-- Start LISTED RECORDS --

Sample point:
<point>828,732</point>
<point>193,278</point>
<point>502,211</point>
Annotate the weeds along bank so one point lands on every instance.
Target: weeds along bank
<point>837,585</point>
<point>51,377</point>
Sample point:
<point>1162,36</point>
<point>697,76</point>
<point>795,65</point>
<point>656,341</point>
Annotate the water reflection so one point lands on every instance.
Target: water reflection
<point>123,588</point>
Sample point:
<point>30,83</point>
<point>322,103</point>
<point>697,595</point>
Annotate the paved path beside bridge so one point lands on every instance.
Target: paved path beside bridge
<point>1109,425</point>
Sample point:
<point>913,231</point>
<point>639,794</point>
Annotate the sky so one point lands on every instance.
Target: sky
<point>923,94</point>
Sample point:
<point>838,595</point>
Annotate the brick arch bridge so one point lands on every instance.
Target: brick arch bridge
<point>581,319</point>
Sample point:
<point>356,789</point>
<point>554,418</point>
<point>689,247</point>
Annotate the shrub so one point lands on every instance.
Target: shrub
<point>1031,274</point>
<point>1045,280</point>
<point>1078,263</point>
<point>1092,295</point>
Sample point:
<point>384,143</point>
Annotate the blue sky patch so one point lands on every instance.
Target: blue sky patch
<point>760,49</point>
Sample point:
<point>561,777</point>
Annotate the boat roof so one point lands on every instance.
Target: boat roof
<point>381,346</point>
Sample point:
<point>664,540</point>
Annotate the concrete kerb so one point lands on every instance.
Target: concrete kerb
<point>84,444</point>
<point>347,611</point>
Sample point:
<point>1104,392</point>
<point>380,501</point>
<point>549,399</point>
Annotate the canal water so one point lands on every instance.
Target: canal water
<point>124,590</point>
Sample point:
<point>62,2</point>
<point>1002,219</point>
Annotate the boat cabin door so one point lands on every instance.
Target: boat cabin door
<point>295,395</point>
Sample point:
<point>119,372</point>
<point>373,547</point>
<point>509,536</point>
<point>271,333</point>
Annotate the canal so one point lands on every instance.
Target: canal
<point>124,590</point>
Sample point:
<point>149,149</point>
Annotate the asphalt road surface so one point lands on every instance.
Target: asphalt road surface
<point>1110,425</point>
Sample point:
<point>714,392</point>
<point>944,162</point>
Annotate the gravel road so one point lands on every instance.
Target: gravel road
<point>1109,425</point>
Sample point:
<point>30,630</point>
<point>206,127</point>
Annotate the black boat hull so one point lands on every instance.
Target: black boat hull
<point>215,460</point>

-- End LISTED RECORDS --
-- Start LISTED RECORDS --

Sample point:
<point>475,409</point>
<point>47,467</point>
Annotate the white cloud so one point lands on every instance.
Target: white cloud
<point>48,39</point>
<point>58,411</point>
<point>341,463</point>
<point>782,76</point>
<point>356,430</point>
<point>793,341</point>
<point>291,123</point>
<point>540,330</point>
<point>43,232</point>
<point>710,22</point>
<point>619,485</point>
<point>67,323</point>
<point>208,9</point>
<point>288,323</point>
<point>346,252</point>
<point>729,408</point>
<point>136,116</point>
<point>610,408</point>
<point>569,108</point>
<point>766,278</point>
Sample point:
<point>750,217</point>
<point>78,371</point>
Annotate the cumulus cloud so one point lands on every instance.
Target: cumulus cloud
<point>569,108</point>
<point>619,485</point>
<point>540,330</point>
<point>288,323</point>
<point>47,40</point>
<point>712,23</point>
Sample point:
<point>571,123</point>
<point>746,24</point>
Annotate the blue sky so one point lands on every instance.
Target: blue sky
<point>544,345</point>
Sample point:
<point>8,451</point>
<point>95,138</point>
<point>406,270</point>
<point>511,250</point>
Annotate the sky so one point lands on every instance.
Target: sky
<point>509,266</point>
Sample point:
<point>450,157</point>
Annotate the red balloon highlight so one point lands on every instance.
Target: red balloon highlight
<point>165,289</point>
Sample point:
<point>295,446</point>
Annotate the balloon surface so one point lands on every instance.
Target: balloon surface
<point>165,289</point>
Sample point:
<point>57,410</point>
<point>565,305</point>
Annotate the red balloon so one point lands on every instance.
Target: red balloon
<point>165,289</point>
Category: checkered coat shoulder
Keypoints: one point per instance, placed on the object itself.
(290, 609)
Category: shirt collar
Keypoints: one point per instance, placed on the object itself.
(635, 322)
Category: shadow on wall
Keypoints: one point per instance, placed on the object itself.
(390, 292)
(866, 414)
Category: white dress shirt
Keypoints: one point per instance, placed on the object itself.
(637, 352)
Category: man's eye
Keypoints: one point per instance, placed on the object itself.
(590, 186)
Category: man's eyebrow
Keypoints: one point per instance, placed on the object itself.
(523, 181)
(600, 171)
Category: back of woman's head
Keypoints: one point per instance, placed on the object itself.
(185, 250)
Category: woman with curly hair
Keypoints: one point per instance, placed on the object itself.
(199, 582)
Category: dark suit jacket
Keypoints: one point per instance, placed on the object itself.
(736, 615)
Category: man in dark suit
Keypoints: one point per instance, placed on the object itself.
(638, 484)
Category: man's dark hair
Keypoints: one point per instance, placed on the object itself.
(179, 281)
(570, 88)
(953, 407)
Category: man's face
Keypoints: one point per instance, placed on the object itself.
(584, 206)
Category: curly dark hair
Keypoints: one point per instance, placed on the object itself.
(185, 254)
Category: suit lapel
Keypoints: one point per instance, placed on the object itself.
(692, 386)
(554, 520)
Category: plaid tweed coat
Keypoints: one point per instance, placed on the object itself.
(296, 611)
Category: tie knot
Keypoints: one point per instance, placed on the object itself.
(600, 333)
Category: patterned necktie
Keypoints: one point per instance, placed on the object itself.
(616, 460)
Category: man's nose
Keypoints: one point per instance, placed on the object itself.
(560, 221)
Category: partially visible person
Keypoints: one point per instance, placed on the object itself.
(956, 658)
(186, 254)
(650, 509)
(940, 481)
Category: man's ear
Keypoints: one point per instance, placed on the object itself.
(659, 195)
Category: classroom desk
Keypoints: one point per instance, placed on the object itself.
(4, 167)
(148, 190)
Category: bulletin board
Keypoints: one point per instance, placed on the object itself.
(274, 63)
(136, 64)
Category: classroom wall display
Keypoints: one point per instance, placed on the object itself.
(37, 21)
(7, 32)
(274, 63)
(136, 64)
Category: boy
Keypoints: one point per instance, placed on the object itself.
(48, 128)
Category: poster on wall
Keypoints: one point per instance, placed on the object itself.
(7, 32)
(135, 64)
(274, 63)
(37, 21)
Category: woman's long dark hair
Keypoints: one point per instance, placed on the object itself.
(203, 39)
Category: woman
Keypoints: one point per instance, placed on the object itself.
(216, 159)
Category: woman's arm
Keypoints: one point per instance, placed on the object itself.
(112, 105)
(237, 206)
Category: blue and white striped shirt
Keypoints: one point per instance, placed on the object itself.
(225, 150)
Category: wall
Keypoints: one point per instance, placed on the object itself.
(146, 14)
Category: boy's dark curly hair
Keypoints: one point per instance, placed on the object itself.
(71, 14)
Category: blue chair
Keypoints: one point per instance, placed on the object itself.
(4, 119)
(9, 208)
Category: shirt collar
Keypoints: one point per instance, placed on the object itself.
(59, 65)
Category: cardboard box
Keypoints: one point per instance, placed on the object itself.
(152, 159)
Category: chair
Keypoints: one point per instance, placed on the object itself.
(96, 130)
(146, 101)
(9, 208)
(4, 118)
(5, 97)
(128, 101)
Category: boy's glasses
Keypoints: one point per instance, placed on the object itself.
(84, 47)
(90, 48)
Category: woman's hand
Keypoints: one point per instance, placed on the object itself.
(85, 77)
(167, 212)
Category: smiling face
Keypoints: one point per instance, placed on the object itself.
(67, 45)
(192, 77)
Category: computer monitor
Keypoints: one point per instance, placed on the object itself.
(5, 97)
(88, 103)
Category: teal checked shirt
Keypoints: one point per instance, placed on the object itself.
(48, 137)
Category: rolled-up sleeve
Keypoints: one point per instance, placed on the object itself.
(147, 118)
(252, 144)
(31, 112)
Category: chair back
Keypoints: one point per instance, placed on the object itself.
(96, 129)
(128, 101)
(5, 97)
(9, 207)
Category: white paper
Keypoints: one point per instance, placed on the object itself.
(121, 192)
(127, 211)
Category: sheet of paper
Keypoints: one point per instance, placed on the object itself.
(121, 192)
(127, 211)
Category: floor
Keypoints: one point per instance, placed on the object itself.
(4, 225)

-- End LISTED RECORDS --

• [WHAT THE TASK ASKS] Please tally the lines of data that contain the string "brick", where case counts, and give only the number.

• [WORKED SOLUTION] 2